## [Textauszug]
►

Arbeitsgemeinschaft Notärzte in Nordrhein-Westfalen

RTW-Alarmierung durch den Leitstellendisponenten:  

weibliche Person, 45 Jahre, Erbrechen und unklarer Schwindel, Anrufer schwer verständlich  

Situation vor Ort:

Der RTW trifft 5 min nach Alarmierung am Einsatzort ein (Mehrfamilienhaus in Stadtmitte). Die RTW-Besatzung kommt in die Wohnung eines chinesischen Ehepaars mit 2 Kindern im Alter von 4 und 6 Jahren. Eine 45-jährige Chinesin wird auf der Couch liegend vorgefunden. Leicht blasser Hautaspekt, leicht erhöhte Atmfrequenz, sie hat die Augen geschlossen. Der Ehemann verfügt über sehr geringe Deutschkenntnisse und auch ein Versuch der Kommunikation auf Englisch schlägt fehl. Die beiden Kinder sprechen einige Worte Deutsch.

Durch kindgerechtes Befragen und viel nonverbaler Kommunikation mit Gestikulieren können die Notfallsanitäter die Vorgeschichte von den beiden Kindern in groben Zügen ermitteln:

Vorgeschichte:

Nach Angaben der Kinder sei es ihrer Mutter bereits seit einigen Tagen nicht so gut gegangen, sie habe sich oft hinlegen müssen und habe auch hin und wieder über Kopfschmerzen geklagt.

Am heutigen Vormittag sei dann stärkere Übelkeit mit wiederholtem Erbrechen eingetreten. Es sei ihrer Mutter dann schwindelig geworden mit Gefühl wie auf einem Karussell.

Das Erbrochene sei nicht rötlich oder dunkel gewesen und sei bereits in der Toilette entsorgt worden.

Die Abfrage nach gleichzeitig aufgetretenem Durchfall wird zunächst bejaht, dann aber wieder verneint.

Als Vorerkrankung kann die Patientin dann (nach Weitergabe der Anfrage durch ihre Kinder) überraschenderweise einigermaßen verständlich eine vorbekannte „Blutarmut“ angeben.

◄

## [Zu bearbeitende Aufgaben]
1. Beantworte folgende Fragen zum Text über den Rettungsdiensteinsatz:
(a) Wie viele Minuten nach der Alarmierung trifft der RTW am Einsatzort ein?
(b) Womit vergleichen die Kinder das Schwindelgefühl ihrer Mutter?
(c) Welche Vorerkrankung gibt die Patientin selbst an?
2. Schreibe den Text über den Rettungsdiensteinsatz im Anschluss an seinen letzten Satz weiter.

## [Einträge im Datensatz]
►

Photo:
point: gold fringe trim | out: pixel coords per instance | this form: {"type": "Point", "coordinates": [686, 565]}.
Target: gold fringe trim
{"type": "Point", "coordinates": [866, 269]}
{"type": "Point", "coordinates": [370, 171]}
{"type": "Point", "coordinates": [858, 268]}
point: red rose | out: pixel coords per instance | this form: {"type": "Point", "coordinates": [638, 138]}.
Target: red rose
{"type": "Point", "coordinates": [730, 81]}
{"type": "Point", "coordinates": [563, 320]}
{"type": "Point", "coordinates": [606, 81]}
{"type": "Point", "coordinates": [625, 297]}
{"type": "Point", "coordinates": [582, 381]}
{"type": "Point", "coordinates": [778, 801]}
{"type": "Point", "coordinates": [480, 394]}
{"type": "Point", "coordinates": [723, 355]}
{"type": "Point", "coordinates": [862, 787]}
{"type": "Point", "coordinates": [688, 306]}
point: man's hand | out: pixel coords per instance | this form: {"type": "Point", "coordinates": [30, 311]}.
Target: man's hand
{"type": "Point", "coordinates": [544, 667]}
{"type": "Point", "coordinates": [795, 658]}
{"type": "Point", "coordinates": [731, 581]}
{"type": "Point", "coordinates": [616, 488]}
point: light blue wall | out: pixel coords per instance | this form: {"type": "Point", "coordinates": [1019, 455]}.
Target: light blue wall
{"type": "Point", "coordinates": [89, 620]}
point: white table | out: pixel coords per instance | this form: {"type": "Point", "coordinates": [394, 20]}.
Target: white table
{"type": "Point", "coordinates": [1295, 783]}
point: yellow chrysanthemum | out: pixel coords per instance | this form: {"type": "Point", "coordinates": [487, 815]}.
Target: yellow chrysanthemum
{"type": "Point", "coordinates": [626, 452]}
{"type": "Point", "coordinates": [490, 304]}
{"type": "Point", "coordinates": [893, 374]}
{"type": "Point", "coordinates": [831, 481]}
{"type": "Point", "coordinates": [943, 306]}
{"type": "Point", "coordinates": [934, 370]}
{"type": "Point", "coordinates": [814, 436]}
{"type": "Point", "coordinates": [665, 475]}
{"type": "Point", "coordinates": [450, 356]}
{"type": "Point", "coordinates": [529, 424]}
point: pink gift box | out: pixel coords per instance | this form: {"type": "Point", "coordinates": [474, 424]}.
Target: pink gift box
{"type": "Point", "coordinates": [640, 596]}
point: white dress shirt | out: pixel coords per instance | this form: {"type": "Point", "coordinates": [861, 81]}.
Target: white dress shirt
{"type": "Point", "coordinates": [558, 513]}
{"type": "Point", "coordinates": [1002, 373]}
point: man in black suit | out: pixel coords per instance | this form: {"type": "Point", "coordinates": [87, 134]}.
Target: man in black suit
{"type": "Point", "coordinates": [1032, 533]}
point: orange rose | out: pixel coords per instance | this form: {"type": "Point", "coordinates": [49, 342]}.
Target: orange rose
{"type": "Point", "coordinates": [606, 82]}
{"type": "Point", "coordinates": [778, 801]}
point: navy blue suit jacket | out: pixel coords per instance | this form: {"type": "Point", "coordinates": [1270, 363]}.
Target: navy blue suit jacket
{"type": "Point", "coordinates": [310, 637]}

◄

## [Lösungen der Aufgaben]
1.
(a) 5 Minuten nach der Alarmierung.
(b) Mit dem Gefühl, wie auf einem Karussell zu sein.
(c) Eine vorbekannte „Blutarmut“.

2.
Erstbefund:
Die 45-jährige Patientin ist bei geschlossenen Augen sofort erweckbar. Das Sprechen fällt ihr schwer. Bei unzureichenden Deutschkenntnissen der Patientin ist die Zustandsermittlung deutlich erschwert. Pupillen mittelweit isocor, Reaktion auf Licht und Konvergenz prompt. Kein Nystagmus erkennbar. Bei der weiteren Erstuntersuchung kein auffälliger Foetor, insbesondere kein Foetor alkoholicus. Blutdruck 120/70 mmHg, Puls 75 / Minute. Rhythmische Herzaktion. Pulsoxymetrie: SaO2 98 %.

Die Prüfung des FAST-Test ist bei erheblichen Verständnis- und Umsetzungsschwierigkeiten der Patientin (auch nach Vorturnen) nur eingeschränkt verwertbar. Die Armhebung zeigt keine Seitendifferenz und keine Pronationsneigungen der Arme.

Erstmaßnahmen:
Blutzucker-Stix nur mit Lanzette aus der Fingerkuppe möglich, da die Patientin einen miserablen peripheren Venenstatus hat: 110 mg /dl. Selbst 22 G-Verweilkanülen lassen sich nicht platzieren. Die Patientin hat sich dann spontan vom Liegen zur sitzenden Position aufgerichtet.  Daraufhin erfolgt nun der Transport in den RTW mit dem Transportstuhl.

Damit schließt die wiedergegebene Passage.